- Goal -
In the listing below, find each line that contains the word "airport" and copy those lines.
:: Provided data ::
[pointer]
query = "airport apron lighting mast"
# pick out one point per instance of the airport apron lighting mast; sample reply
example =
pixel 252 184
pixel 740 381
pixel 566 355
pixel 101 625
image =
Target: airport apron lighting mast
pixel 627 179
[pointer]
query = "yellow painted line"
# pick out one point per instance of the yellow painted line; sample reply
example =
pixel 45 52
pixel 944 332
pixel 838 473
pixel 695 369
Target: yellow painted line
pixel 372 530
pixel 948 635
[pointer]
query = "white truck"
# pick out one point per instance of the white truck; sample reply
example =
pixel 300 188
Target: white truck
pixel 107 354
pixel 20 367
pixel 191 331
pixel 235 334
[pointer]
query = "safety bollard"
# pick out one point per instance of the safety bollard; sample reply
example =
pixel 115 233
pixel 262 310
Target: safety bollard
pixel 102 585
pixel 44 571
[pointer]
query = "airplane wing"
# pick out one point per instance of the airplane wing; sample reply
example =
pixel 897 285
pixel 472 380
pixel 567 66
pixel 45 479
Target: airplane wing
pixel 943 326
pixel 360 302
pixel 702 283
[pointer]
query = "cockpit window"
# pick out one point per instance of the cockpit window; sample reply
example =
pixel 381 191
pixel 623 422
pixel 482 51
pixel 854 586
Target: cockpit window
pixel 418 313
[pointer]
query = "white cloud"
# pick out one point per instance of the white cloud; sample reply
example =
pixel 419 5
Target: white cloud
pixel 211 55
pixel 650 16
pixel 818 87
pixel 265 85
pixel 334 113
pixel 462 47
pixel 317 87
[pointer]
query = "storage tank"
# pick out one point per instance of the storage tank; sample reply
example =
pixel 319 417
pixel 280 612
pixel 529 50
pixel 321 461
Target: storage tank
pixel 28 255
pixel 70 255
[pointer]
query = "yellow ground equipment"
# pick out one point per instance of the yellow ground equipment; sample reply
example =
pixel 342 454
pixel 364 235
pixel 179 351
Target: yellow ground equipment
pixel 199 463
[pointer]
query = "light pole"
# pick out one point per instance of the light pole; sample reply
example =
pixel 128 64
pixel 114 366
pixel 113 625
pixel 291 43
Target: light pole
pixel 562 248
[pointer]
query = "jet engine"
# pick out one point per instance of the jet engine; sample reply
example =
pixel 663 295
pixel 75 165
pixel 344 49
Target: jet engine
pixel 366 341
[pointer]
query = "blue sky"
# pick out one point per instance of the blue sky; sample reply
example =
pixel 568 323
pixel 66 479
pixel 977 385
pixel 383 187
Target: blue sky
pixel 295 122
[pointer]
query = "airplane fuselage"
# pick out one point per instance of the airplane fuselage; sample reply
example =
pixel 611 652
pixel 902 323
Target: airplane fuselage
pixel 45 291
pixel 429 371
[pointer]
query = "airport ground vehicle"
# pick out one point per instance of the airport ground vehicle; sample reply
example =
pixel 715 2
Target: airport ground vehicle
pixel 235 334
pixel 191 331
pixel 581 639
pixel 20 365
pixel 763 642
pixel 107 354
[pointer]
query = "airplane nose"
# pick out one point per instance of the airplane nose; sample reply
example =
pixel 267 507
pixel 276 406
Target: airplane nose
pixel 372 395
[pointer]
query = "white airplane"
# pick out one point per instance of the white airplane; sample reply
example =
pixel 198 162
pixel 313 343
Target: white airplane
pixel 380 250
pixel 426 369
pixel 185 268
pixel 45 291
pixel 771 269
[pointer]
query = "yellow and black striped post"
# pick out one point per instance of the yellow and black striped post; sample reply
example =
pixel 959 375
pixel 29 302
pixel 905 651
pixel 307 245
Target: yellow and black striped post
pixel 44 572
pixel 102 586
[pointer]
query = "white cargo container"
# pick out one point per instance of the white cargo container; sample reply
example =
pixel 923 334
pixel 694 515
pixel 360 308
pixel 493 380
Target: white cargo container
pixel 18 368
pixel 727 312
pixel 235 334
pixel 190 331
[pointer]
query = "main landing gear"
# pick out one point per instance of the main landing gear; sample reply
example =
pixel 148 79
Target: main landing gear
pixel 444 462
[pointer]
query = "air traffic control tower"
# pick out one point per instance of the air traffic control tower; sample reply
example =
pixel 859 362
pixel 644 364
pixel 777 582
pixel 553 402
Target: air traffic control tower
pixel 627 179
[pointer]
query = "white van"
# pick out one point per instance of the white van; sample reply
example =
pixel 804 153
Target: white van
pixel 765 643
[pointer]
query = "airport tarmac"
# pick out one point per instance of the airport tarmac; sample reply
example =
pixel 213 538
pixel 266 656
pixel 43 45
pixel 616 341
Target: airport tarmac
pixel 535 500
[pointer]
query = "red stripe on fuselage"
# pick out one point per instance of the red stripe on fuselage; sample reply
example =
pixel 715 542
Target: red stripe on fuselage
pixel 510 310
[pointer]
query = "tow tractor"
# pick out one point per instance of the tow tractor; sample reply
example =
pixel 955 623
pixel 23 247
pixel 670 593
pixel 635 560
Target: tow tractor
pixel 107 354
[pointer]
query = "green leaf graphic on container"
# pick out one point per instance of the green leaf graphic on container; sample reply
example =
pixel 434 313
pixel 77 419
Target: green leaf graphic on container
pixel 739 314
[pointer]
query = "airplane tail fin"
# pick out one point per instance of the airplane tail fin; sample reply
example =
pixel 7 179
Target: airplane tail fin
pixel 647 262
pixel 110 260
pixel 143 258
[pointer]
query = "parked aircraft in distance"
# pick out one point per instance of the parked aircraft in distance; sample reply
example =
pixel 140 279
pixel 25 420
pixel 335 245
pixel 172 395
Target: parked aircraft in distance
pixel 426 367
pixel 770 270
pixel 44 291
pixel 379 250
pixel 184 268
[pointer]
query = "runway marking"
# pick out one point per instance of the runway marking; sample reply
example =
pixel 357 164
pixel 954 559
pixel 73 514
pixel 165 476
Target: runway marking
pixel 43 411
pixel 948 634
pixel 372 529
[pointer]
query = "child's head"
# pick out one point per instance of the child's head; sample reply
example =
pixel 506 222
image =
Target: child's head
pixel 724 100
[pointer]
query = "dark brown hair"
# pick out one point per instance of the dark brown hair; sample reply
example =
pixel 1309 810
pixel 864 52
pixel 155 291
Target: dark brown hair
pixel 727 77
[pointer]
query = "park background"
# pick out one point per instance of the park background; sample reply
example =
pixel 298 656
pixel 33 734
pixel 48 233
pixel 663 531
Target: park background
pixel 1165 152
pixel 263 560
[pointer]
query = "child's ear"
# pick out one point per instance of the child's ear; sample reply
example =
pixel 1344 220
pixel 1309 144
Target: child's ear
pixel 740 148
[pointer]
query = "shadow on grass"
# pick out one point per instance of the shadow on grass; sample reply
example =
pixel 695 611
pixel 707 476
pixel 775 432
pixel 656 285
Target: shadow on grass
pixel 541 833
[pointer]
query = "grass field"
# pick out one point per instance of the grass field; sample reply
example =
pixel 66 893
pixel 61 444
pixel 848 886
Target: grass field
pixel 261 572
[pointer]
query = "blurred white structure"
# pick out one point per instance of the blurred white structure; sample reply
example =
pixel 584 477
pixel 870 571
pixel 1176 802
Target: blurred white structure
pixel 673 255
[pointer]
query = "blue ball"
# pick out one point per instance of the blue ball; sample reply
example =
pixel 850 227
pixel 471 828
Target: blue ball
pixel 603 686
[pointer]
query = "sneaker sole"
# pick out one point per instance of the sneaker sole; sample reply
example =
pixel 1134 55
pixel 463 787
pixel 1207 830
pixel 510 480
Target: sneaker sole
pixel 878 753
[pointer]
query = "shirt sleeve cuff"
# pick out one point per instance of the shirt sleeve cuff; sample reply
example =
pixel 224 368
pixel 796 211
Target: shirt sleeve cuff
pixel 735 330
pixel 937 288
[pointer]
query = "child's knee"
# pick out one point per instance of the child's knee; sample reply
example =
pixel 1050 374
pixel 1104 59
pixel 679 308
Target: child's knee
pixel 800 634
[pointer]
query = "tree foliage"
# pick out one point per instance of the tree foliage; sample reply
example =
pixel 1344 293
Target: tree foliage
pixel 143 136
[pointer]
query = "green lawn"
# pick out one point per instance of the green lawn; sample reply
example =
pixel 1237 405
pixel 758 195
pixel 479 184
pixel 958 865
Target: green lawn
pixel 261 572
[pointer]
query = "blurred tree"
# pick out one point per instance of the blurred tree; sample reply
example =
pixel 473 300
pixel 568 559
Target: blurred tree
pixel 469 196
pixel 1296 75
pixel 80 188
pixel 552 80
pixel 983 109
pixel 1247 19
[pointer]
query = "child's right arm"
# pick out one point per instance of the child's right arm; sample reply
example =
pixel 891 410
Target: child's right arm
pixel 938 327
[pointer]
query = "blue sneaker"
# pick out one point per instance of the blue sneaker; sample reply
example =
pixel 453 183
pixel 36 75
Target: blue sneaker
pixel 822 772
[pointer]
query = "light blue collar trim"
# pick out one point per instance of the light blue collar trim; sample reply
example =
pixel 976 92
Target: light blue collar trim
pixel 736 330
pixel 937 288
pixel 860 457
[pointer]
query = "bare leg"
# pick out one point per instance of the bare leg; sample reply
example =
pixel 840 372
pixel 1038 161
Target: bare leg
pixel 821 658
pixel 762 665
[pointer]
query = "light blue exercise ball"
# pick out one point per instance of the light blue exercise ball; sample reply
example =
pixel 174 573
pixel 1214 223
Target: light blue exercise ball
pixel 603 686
:::
- Reply -
query = "airport apron lighting mast"
# pick out one point per instance of the airport apron lighting mast; sample reply
Target: airport apron lighting mast
query = "airport ground vehicle"
# pick out one point per instance of the airport ground vehicle; sample reply
Target: airport ground vehicle
query = "airport tarmac"
# pick out one point per instance of the airport tarmac; sample reply
Target: airport tarmac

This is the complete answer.